**TASK STATEMENT**
Within the data below, find the string "Target" and return each line where it occurs.

**DATA UNDER STUDY**

☆ ☆ ☆ ☆ ☆ ☆ ☆

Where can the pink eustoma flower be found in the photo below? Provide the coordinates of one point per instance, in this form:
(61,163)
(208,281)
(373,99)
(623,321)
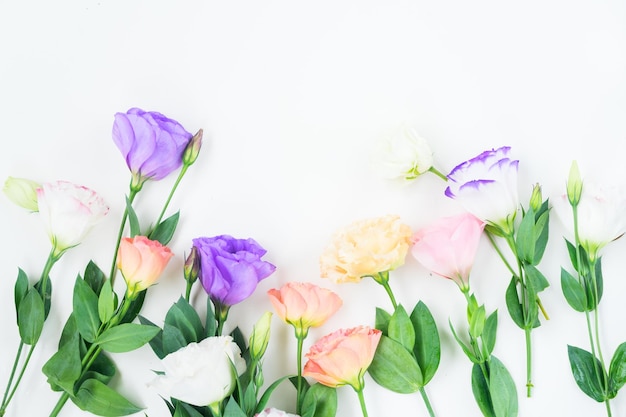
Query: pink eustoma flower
(304,305)
(448,247)
(342,357)
(141,261)
(69,211)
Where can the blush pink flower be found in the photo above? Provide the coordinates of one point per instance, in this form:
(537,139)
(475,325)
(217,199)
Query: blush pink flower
(448,247)
(304,305)
(342,357)
(366,248)
(141,262)
(69,211)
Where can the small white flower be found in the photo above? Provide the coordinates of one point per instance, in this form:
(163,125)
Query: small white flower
(69,211)
(601,215)
(201,373)
(403,154)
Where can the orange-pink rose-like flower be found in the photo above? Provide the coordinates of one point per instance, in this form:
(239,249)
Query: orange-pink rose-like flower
(342,357)
(141,261)
(448,247)
(366,248)
(304,305)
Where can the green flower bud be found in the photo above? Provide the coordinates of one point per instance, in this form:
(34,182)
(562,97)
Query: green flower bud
(22,192)
(536,199)
(193,149)
(574,185)
(260,336)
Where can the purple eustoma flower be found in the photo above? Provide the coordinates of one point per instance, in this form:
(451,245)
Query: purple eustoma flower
(151,144)
(231,268)
(487,187)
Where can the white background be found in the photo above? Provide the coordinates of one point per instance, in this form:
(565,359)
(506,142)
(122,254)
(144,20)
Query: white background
(292,97)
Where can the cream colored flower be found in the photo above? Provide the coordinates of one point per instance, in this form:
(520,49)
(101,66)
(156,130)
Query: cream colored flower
(366,248)
(402,154)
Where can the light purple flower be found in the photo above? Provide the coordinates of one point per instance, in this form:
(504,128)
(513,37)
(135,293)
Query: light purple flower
(152,144)
(230,268)
(69,212)
(486,186)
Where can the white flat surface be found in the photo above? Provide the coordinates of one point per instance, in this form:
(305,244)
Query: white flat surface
(292,96)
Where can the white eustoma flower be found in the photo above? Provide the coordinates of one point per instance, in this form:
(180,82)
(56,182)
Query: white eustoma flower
(486,186)
(601,215)
(69,211)
(274,412)
(403,154)
(22,192)
(201,373)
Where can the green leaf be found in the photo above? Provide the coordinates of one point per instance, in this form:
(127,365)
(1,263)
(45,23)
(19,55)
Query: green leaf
(132,219)
(126,337)
(106,303)
(173,339)
(573,291)
(395,368)
(477,322)
(267,394)
(586,369)
(85,302)
(513,305)
(185,318)
(96,398)
(480,389)
(156,343)
(617,370)
(30,317)
(427,349)
(322,399)
(401,329)
(525,239)
(541,232)
(232,409)
(382,320)
(64,367)
(502,389)
(489,334)
(20,290)
(164,231)
(94,277)
(466,349)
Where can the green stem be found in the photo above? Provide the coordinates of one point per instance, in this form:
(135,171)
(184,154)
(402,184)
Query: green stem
(529,384)
(131,197)
(300,337)
(181,174)
(53,257)
(359,392)
(431,413)
(438,173)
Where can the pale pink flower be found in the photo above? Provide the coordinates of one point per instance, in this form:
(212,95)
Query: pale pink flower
(69,212)
(141,261)
(448,246)
(342,357)
(304,305)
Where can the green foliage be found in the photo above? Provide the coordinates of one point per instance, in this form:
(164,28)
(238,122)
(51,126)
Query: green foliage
(588,373)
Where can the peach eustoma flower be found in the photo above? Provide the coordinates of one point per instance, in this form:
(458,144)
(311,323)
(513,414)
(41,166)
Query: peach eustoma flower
(342,357)
(366,248)
(141,262)
(448,247)
(304,305)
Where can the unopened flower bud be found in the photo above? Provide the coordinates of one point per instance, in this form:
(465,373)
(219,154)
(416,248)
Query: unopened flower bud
(574,185)
(22,192)
(260,336)
(193,149)
(536,199)
(191,269)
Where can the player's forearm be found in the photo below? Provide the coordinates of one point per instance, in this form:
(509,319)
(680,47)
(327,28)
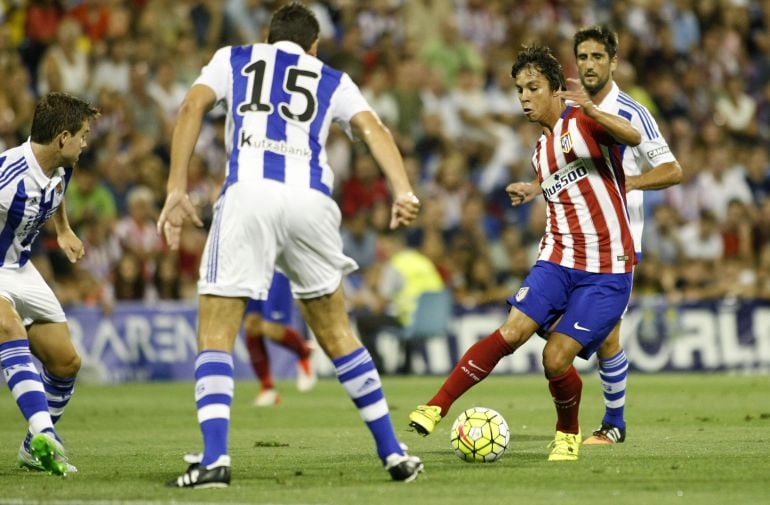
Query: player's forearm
(184,138)
(620,128)
(386,153)
(60,221)
(662,176)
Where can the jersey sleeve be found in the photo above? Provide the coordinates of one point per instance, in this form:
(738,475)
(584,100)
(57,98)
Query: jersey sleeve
(216,74)
(348,100)
(653,148)
(597,131)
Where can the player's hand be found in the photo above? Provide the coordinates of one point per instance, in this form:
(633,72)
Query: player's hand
(71,245)
(578,95)
(177,209)
(521,192)
(404,210)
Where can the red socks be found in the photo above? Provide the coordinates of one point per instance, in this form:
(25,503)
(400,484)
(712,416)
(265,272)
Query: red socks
(477,362)
(566,390)
(260,361)
(293,340)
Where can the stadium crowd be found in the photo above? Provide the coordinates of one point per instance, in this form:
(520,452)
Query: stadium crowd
(438,74)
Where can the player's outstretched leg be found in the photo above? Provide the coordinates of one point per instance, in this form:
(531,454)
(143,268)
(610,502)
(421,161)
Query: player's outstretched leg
(475,365)
(49,453)
(213,397)
(566,390)
(28,390)
(613,372)
(358,375)
(260,361)
(58,391)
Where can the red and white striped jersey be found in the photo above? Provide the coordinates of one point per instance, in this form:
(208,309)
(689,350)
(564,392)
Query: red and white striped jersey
(580,172)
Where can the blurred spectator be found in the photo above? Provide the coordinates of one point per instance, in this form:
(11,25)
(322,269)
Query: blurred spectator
(145,116)
(736,232)
(377,92)
(365,187)
(449,53)
(166,90)
(661,238)
(65,66)
(88,196)
(359,241)
(167,283)
(112,71)
(94,18)
(42,23)
(736,109)
(758,172)
(701,239)
(136,232)
(451,188)
(404,276)
(249,18)
(129,283)
(721,182)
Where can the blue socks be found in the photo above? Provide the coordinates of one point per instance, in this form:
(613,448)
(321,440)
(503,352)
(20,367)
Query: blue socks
(25,384)
(213,397)
(58,392)
(613,372)
(358,375)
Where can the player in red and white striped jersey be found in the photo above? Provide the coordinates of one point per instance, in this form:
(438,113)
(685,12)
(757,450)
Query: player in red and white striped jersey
(583,275)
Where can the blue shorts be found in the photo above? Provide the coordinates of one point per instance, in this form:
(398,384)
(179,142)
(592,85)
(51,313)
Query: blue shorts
(277,307)
(589,304)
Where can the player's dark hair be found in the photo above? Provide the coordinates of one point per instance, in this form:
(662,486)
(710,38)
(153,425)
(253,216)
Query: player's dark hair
(59,112)
(296,23)
(599,33)
(542,59)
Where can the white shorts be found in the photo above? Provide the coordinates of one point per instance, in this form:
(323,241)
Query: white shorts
(30,295)
(261,225)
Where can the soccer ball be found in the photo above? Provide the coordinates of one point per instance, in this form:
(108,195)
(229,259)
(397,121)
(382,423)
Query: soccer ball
(479,435)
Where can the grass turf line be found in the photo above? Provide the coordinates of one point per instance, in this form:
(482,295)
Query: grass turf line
(691,439)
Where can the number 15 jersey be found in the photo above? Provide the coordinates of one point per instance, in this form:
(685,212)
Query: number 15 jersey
(280,104)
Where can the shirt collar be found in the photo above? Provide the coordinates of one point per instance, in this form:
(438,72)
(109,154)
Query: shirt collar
(611,97)
(37,171)
(289,46)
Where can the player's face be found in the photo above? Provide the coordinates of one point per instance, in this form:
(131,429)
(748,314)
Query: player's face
(536,96)
(73,145)
(594,65)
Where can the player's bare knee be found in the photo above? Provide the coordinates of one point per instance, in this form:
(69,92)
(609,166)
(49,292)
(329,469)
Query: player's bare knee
(65,366)
(556,363)
(609,348)
(513,335)
(252,324)
(11,327)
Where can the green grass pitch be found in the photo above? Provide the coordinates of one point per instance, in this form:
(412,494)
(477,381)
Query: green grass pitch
(701,439)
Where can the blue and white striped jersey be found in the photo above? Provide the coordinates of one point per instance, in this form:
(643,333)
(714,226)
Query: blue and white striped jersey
(280,103)
(28,198)
(653,150)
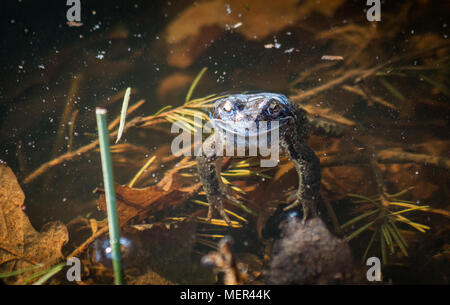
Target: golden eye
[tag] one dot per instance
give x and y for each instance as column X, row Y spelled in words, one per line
column 274, row 108
column 227, row 106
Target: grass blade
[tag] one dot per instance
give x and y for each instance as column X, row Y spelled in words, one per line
column 194, row 84
column 123, row 113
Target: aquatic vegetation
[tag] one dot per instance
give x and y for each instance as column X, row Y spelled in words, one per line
column 380, row 216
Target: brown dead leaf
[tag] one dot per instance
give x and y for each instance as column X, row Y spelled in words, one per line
column 21, row 246
column 134, row 201
column 200, row 24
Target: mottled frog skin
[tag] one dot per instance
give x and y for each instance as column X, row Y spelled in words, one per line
column 239, row 111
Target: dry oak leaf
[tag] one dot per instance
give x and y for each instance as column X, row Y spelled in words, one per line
column 21, row 246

☆ ☆ ☆ ☆ ☆ ☆ ☆

**PROBLEM SOLUTION**
Target: golden eye
Target: grass blade
Target: aquatic vegetation
Target: brown dead leaf
Target: mottled frog skin
Target: dry oak leaf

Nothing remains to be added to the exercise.